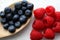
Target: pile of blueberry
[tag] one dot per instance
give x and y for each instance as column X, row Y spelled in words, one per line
column 14, row 18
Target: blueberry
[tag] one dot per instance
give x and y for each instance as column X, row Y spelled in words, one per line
column 9, row 16
column 24, row 8
column 18, row 6
column 3, row 20
column 5, row 26
column 11, row 29
column 28, row 13
column 15, row 17
column 23, row 19
column 11, row 23
column 17, row 24
column 20, row 12
column 30, row 6
column 7, row 10
column 14, row 12
column 2, row 14
column 24, row 3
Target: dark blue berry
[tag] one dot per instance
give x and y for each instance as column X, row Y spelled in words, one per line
column 5, row 26
column 3, row 20
column 20, row 12
column 2, row 14
column 11, row 23
column 24, row 8
column 9, row 16
column 14, row 12
column 17, row 24
column 7, row 10
column 18, row 6
column 30, row 6
column 15, row 17
column 24, row 3
column 11, row 29
column 28, row 13
column 23, row 19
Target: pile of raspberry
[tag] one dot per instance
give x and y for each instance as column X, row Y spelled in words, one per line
column 46, row 23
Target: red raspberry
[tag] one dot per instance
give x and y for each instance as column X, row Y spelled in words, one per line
column 57, row 16
column 50, row 11
column 48, row 21
column 38, row 25
column 35, row 35
column 49, row 34
column 39, row 13
column 57, row 27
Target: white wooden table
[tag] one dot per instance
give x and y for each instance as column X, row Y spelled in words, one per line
column 25, row 33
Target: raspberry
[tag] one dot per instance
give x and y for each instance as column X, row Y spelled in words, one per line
column 35, row 35
column 49, row 34
column 48, row 21
column 39, row 13
column 57, row 27
column 50, row 11
column 38, row 25
column 57, row 16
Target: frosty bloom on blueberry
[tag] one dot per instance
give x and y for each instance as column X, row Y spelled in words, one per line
column 14, row 18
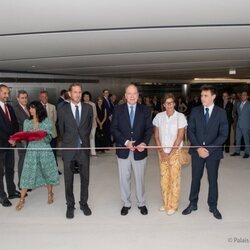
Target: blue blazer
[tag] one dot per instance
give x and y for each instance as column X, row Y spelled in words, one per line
column 122, row 130
column 213, row 134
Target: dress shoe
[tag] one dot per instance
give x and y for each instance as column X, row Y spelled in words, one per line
column 235, row 154
column 16, row 194
column 171, row 212
column 189, row 209
column 86, row 210
column 216, row 213
column 70, row 212
column 143, row 210
column 5, row 202
column 124, row 210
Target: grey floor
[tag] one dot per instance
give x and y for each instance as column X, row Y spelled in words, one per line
column 43, row 226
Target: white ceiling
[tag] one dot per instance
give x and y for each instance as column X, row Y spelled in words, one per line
column 160, row 39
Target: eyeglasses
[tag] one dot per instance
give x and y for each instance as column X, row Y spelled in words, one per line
column 169, row 103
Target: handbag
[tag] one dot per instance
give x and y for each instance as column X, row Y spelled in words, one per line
column 184, row 157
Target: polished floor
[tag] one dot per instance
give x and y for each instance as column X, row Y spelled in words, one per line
column 41, row 226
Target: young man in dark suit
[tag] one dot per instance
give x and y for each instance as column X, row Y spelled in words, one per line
column 8, row 126
column 132, row 128
column 207, row 131
column 75, row 123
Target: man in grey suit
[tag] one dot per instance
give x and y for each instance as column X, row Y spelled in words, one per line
column 243, row 125
column 22, row 113
column 75, row 122
column 132, row 128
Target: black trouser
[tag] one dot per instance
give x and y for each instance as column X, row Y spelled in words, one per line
column 82, row 157
column 212, row 166
column 7, row 164
column 53, row 145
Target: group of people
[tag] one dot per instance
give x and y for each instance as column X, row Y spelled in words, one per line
column 131, row 127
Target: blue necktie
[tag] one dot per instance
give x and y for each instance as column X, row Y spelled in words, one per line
column 132, row 116
column 207, row 115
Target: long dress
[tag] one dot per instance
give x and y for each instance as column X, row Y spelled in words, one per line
column 39, row 168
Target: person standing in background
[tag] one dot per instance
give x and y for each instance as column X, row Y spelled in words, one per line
column 8, row 126
column 22, row 113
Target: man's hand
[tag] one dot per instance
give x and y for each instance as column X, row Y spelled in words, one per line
column 141, row 147
column 203, row 153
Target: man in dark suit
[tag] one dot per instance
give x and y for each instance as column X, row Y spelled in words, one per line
column 132, row 128
column 8, row 126
column 75, row 122
column 207, row 131
column 22, row 113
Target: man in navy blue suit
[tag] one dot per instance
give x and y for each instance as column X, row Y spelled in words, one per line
column 132, row 128
column 207, row 131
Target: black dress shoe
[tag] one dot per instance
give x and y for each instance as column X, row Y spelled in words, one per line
column 189, row 209
column 143, row 210
column 16, row 194
column 235, row 154
column 70, row 212
column 216, row 213
column 86, row 210
column 124, row 210
column 5, row 202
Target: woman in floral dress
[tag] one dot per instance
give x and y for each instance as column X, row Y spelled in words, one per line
column 39, row 167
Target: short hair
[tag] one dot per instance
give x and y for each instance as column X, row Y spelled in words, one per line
column 131, row 84
column 74, row 85
column 44, row 92
column 3, row 86
column 63, row 91
column 168, row 96
column 87, row 93
column 40, row 110
column 21, row 92
column 210, row 88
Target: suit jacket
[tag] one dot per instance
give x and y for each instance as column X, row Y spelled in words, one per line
column 69, row 130
column 140, row 132
column 213, row 134
column 52, row 115
column 20, row 115
column 243, row 115
column 7, row 129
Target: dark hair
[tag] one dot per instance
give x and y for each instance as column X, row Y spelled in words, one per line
column 74, row 85
column 63, row 91
column 87, row 93
column 21, row 92
column 210, row 88
column 40, row 110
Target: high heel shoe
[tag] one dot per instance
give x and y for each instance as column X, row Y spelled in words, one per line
column 50, row 198
column 20, row 204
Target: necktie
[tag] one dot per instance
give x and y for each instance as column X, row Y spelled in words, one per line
column 6, row 111
column 77, row 117
column 207, row 115
column 241, row 106
column 132, row 116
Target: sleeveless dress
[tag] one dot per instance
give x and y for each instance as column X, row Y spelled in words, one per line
column 39, row 168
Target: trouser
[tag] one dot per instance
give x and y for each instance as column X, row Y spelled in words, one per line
column 245, row 133
column 170, row 172
column 212, row 166
column 92, row 141
column 82, row 157
column 125, row 167
column 7, row 168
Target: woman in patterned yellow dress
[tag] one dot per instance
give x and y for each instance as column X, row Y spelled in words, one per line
column 39, row 167
column 169, row 129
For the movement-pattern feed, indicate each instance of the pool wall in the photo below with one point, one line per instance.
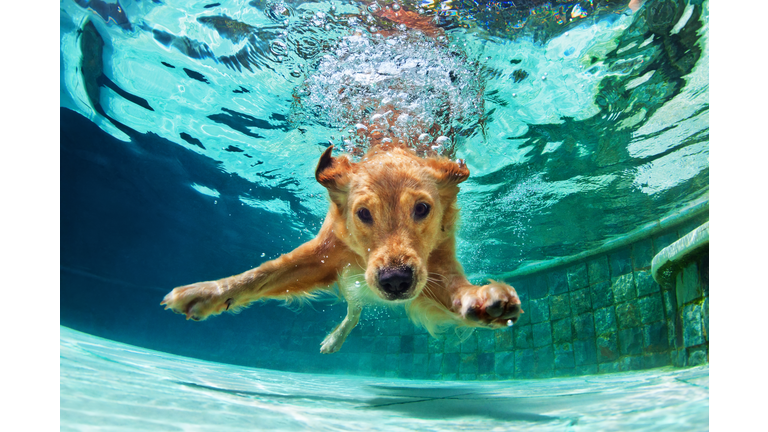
(602, 314)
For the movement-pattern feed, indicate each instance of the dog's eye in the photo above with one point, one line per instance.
(421, 211)
(365, 215)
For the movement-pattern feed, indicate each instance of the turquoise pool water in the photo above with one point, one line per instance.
(189, 134)
(106, 385)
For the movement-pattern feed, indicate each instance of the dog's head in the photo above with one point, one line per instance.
(393, 209)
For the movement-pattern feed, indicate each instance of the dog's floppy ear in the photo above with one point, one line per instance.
(448, 172)
(333, 173)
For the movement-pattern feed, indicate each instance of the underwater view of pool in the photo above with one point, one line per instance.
(189, 136)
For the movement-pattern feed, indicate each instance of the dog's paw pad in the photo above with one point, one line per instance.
(197, 301)
(494, 305)
(331, 344)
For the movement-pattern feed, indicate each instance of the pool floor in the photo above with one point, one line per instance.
(106, 385)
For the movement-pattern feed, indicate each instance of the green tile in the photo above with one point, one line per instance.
(605, 321)
(597, 269)
(561, 331)
(560, 306)
(504, 364)
(624, 288)
(584, 326)
(577, 277)
(539, 310)
(607, 348)
(651, 308)
(542, 334)
(581, 301)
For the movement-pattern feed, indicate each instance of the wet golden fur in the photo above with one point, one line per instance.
(390, 182)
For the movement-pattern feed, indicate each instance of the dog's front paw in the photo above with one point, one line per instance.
(197, 301)
(494, 305)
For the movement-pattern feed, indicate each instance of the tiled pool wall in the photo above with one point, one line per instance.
(599, 315)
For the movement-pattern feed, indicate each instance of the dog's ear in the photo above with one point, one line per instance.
(333, 173)
(448, 172)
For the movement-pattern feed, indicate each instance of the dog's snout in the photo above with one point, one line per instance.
(396, 281)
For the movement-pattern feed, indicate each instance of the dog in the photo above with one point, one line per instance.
(388, 238)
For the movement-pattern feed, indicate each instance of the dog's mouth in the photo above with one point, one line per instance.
(396, 283)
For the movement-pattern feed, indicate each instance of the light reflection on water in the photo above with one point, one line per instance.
(583, 114)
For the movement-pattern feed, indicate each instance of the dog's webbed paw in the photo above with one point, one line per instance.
(197, 301)
(494, 305)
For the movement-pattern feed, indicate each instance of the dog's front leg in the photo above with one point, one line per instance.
(313, 265)
(336, 338)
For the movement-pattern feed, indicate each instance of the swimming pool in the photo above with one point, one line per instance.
(190, 132)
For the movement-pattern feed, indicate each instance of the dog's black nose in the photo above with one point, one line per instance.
(395, 280)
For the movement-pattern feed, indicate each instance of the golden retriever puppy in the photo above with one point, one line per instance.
(388, 238)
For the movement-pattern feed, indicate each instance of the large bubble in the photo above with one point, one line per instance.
(407, 87)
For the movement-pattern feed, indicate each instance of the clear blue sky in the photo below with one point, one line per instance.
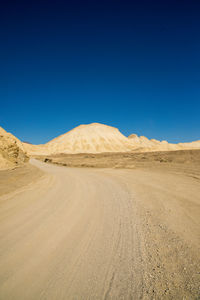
(130, 64)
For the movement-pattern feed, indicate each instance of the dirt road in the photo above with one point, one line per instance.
(101, 234)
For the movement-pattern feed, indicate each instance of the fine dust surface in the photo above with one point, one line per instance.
(80, 233)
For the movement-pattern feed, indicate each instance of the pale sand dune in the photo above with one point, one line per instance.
(99, 138)
(101, 234)
(12, 151)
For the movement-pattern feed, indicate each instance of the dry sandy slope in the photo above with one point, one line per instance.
(12, 151)
(101, 234)
(100, 138)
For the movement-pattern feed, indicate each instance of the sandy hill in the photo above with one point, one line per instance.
(99, 138)
(92, 138)
(12, 151)
(144, 144)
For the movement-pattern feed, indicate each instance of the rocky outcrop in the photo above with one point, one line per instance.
(12, 151)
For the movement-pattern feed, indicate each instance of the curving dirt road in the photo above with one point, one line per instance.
(100, 234)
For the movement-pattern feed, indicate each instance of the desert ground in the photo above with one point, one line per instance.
(101, 226)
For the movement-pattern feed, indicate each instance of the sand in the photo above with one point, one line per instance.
(100, 138)
(12, 151)
(89, 233)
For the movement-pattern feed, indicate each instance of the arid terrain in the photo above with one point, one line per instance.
(125, 227)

=-=-=-=-=

- [Your instructions]: Could you quote the lines of the listing above word for word, starting with the line that contains "Target: eyeglasses" and continuing through the line that contains "column 41, row 226", with both of those lines included?

- [Written answer]:
Target: eyeglasses
[tag] one dot per instance
give x and y for each instance as column X, row Y spelled in words, one per line
column 169, row 103
Target: handbag
[tag] one dot per instance
give x and y for each instance as column X, row Y spelled in words, one per line
column 184, row 157
Target: polished floor
[tag] one dot per instance
give x and y for each instance as column X, row Y spelled in words, one per line
column 41, row 226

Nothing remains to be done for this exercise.